**What you should do:** Top to bottom, output the entries that follow exactly.

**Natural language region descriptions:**
------------

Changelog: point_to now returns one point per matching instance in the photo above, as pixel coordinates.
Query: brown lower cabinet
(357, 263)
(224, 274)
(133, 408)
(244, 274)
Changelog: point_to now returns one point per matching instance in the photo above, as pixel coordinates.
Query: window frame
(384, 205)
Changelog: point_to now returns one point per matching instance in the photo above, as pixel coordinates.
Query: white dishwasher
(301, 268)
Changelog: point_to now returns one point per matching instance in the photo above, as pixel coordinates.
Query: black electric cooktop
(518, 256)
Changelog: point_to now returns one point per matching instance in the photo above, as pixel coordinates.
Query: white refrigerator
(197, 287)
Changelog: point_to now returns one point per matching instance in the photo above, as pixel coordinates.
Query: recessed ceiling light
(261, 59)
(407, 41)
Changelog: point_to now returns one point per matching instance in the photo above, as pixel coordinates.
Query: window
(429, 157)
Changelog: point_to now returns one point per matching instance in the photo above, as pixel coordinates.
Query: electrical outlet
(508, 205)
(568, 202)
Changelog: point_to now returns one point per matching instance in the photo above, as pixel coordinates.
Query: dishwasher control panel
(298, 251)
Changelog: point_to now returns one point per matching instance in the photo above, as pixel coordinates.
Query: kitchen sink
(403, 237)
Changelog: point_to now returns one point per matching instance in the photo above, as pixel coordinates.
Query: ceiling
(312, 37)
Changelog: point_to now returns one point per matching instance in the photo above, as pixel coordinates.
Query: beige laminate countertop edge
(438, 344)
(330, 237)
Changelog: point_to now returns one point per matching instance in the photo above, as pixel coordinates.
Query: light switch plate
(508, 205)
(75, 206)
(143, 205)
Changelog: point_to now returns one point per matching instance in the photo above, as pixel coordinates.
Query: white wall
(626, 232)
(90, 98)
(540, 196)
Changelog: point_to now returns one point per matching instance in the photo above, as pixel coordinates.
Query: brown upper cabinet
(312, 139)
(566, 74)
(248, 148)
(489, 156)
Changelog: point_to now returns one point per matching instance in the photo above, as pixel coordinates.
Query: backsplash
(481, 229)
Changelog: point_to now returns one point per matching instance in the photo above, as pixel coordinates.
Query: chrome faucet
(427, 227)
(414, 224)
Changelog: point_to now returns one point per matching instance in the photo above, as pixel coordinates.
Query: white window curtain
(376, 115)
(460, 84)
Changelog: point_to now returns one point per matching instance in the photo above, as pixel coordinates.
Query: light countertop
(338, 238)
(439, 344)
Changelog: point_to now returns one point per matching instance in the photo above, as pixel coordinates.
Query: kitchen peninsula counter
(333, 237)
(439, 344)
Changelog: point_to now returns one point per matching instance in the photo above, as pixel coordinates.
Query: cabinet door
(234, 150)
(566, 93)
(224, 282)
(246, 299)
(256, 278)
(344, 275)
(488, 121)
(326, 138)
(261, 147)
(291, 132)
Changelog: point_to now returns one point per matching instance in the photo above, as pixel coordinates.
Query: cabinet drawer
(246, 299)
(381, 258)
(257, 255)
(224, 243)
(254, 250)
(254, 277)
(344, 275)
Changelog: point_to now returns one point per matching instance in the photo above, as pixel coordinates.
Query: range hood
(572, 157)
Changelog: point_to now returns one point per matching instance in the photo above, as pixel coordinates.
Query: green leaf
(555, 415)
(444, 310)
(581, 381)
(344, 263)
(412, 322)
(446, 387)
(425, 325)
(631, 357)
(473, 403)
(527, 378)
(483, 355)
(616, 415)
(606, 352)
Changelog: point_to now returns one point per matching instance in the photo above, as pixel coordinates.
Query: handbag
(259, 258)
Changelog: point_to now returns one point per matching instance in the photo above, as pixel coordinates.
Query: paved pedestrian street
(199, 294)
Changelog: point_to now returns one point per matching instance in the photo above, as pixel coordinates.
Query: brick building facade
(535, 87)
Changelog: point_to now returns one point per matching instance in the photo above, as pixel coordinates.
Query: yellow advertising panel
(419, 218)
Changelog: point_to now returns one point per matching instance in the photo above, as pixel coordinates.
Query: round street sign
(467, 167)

------------

**Output:**
Changelog: point_to now returns one point per matching instance in the photo above, as pixel coordinates.
Query: brown lower cabinet
(357, 263)
(224, 274)
(133, 408)
(244, 274)
Changelog: point_to now returns one point per matching instance in the photo above, as pixel coordinates.
Query: window frame
(384, 205)
Changelog: point_to now returns one point per matching instance in the photo above, as pixel coordinates.
Query: white dishwasher
(301, 268)
Changelog: point_to now returns one point per matching instance in the photo above, as pixel coordinates.
Query: black electric cooktop
(518, 256)
Changelog: point_to now returns one point per matching instance in the photo above, as pixel coordinates.
Query: white refrigerator
(197, 287)
Changelog: point_to now returns one point per matching instance in the photo above, as pixel coordinates.
Query: recessed ceiling light
(261, 59)
(407, 41)
Changelog: point_to now returns one point per matching instance in the photo above, as pixel coordinates.
Query: window
(429, 157)
Changelog: point_to now returns one point per matching instance in the photo above, as pixel coordinates.
Query: electrical outlet
(508, 205)
(568, 202)
Changelog: point_to now returns one point per matching instance in the photo above, as pixel coordinates.
Query: dishwasher control panel
(298, 251)
Changelog: point_to now returns one point per matching instance in the photo above, as pixel coordinates.
Query: kitchen sink
(403, 237)
Changelog: point_to now returns one point per matching instance in the photo above, as pixel coordinates.
Query: ceiling
(312, 37)
Changelog: point_to now returns one point per matching instance in the photo above, as pixel coordinates.
Query: beige laminate countertop edge
(438, 344)
(330, 237)
Changelog: point_to now returns one point per matching instance in the photo above, as pixel coordinates.
Query: light switch plate
(508, 205)
(75, 206)
(143, 205)
Changelog: point_to now returns one point per matching instance in the photo above, as pixel coordinates.
Query: white wall
(626, 232)
(90, 98)
(540, 196)
Changelog: point_to now returns one point per matching instance in the photo above, as pixel coordinates.
Query: brown upper cabinet
(312, 139)
(566, 74)
(248, 148)
(489, 156)
Changelog: point_to now returns one point per matching instance in the photo above, as pixel coordinates.
Query: backsplash
(481, 229)
Changelog: point_to now returns one point per matching instance in the photo above, as pixel coordinates.
Query: chrome faucet
(427, 227)
(414, 224)
Changelog: point_to now returns one point per matching instance in the photo above, as pixel coordinates.
Query: white window curtain
(376, 115)
(460, 84)
Changelog: point_to now returns one point per matching instance in the photo above, as pixel coordinates.
Query: light countertop
(338, 238)
(439, 344)
Changelog: point_to now returns one point per matching instance in the photo above, as pixel coordinates.
Query: kitchen peninsula counter
(333, 237)
(439, 344)
Changelog: point_to now returns one point per matching instance in the photo above, as pixel coordinates.
Query: cabinet door
(234, 150)
(566, 93)
(224, 282)
(246, 299)
(256, 278)
(344, 275)
(488, 121)
(326, 138)
(261, 147)
(291, 132)
Changelog: point_to now returns one point per matching instance in the photo above, as pixel coordinates.
Query: cabinet drawer
(246, 299)
(381, 258)
(257, 255)
(224, 243)
(254, 250)
(254, 277)
(344, 275)
Changelog: point_to now returns one point per matching instance in the photo above, as pixel coordinates.
Query: range hood
(572, 157)
Changelog: point_to now returns one point per matching instance in the photo above, as pixel coordinates.
Query: green leaf
(555, 415)
(444, 310)
(581, 381)
(344, 263)
(412, 322)
(446, 387)
(425, 325)
(631, 357)
(473, 403)
(527, 378)
(483, 355)
(616, 415)
(606, 352)
Changelog: point_to now returns one point per matching instance in the photo above, as pixel coordinates.
Query: handbag
(259, 258)
Changelog: point_to now returns one point per matching instance in the photo above, as pixel coordinates.
Query: paved pedestrian street
(199, 294)
Changelog: point_to now returns one point per matching instance in the photo above, as pixel coordinates.
Query: brick building facade
(535, 87)
Changelog: point_to now returns one point per matching instance in the photo above, as pixel coordinates.
Query: yellow advertising panel
(419, 218)
Changelog: point_to now returns one point per matching instance in the photo above, as pixel coordinates.
Query: round street sign
(467, 167)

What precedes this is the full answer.